[Problem statement]
All that is wanted is the exact text of each line from the one with "Localize white chalk" to the close of the listing, ends included.
====== Input for this task ======
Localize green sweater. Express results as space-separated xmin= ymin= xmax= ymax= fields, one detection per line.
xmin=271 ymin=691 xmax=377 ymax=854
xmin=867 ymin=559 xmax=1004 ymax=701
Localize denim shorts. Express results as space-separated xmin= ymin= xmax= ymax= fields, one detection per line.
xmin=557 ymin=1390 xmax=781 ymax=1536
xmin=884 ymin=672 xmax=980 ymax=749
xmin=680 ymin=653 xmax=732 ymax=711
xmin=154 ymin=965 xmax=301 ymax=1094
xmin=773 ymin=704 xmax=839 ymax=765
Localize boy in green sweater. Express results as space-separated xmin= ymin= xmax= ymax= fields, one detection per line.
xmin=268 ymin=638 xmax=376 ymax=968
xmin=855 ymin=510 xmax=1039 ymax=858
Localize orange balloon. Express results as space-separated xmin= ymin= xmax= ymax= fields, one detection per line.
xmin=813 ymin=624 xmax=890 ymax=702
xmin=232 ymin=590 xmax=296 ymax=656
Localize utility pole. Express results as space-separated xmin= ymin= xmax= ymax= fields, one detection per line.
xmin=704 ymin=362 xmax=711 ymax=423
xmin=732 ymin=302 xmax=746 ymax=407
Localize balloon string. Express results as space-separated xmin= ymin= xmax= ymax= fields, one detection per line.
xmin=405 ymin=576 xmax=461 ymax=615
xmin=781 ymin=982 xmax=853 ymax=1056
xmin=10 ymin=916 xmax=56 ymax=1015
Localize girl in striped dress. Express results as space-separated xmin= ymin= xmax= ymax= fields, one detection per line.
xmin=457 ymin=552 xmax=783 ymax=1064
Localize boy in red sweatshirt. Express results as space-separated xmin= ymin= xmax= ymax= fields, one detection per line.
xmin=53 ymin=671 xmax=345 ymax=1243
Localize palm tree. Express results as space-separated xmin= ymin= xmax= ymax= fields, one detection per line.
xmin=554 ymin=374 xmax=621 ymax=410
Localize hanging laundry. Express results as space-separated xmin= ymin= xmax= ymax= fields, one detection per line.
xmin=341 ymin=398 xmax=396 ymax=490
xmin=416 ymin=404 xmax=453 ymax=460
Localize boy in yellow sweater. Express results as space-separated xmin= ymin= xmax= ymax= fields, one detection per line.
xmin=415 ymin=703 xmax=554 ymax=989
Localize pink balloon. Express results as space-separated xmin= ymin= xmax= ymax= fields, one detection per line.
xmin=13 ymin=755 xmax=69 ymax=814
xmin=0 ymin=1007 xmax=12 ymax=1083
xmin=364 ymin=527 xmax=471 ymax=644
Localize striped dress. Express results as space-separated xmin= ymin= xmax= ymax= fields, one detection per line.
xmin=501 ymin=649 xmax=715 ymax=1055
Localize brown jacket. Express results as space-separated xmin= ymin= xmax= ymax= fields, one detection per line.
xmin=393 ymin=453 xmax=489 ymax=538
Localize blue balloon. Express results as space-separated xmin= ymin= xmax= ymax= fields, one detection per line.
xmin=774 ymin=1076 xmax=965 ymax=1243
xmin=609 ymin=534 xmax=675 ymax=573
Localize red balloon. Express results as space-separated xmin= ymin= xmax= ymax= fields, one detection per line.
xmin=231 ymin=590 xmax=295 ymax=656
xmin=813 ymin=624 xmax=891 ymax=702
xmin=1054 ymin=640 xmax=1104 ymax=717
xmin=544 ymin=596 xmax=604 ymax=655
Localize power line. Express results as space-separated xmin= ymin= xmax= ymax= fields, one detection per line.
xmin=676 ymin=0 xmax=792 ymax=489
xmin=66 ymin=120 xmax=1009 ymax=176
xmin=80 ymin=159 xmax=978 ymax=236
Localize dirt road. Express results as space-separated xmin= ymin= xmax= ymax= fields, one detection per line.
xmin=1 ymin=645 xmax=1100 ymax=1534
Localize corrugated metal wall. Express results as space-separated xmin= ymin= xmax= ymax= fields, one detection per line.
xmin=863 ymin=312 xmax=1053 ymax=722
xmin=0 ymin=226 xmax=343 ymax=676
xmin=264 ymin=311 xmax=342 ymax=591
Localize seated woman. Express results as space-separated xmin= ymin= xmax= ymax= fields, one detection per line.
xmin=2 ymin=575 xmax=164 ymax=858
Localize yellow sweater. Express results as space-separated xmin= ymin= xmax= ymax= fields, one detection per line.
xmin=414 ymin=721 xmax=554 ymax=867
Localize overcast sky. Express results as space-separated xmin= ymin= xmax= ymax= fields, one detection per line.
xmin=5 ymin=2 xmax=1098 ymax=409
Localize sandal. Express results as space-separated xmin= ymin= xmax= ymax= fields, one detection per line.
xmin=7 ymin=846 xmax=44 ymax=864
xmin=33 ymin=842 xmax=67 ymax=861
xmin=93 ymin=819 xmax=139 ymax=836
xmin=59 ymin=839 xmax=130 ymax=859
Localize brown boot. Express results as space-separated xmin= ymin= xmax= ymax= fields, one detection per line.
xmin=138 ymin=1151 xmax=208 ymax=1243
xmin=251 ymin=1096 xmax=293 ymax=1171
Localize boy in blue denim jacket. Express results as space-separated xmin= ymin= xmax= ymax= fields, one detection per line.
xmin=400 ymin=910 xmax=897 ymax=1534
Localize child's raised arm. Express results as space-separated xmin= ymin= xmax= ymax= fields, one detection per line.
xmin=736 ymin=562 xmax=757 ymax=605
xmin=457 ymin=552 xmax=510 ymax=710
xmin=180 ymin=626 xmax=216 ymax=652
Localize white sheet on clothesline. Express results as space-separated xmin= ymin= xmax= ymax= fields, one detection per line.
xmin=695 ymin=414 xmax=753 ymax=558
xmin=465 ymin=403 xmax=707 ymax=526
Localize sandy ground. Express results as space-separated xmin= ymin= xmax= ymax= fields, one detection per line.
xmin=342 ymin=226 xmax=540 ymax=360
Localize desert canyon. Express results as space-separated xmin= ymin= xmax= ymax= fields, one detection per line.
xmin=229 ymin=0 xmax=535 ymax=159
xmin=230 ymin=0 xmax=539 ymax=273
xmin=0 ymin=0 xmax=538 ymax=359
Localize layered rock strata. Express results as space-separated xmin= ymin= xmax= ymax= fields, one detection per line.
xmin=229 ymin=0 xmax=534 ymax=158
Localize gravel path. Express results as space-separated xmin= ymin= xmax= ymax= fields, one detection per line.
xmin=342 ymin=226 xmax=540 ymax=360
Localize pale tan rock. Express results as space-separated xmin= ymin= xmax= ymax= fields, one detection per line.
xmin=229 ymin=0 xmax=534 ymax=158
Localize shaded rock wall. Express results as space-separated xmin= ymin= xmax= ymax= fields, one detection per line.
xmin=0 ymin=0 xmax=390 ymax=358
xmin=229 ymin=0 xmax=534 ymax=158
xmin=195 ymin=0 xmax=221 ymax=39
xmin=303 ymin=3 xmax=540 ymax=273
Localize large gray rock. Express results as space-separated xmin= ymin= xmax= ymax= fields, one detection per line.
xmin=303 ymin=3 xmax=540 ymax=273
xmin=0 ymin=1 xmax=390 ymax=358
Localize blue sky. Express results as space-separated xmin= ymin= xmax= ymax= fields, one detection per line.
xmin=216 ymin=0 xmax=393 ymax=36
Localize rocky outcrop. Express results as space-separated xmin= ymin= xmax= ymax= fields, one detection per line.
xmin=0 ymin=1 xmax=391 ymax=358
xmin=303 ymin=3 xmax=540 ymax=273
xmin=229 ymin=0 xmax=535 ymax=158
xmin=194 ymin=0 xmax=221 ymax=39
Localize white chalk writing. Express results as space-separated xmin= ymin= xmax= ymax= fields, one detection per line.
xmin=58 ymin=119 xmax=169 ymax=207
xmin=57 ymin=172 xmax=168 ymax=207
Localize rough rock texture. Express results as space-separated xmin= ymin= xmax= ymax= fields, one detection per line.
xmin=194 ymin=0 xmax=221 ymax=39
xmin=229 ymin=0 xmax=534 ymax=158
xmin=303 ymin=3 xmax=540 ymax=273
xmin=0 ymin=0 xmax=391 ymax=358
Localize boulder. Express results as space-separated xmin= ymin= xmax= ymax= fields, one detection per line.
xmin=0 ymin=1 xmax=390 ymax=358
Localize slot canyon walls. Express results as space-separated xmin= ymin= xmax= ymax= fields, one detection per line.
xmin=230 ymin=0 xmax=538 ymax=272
======
[Task output]
Localize white chalk writing. Express results as space-separated xmin= ymin= xmax= ymax= fields, one detection per line.
xmin=58 ymin=119 xmax=169 ymax=207
xmin=57 ymin=172 xmax=168 ymax=207
Localize rough rock texture. Express results as space-separated xmin= ymin= xmax= ymax= fields, one detection per line.
xmin=194 ymin=0 xmax=221 ymax=39
xmin=229 ymin=0 xmax=534 ymax=158
xmin=303 ymin=3 xmax=540 ymax=273
xmin=0 ymin=0 xmax=391 ymax=358
Localize boulder. Express results as space-separated xmin= ymin= xmax= ymax= fields, one detection per line.
xmin=0 ymin=1 xmax=390 ymax=358
Localize slot canyon walls. Express results as space-separated xmin= ymin= xmax= ymax= fields, one detection per line.
xmin=230 ymin=0 xmax=538 ymax=272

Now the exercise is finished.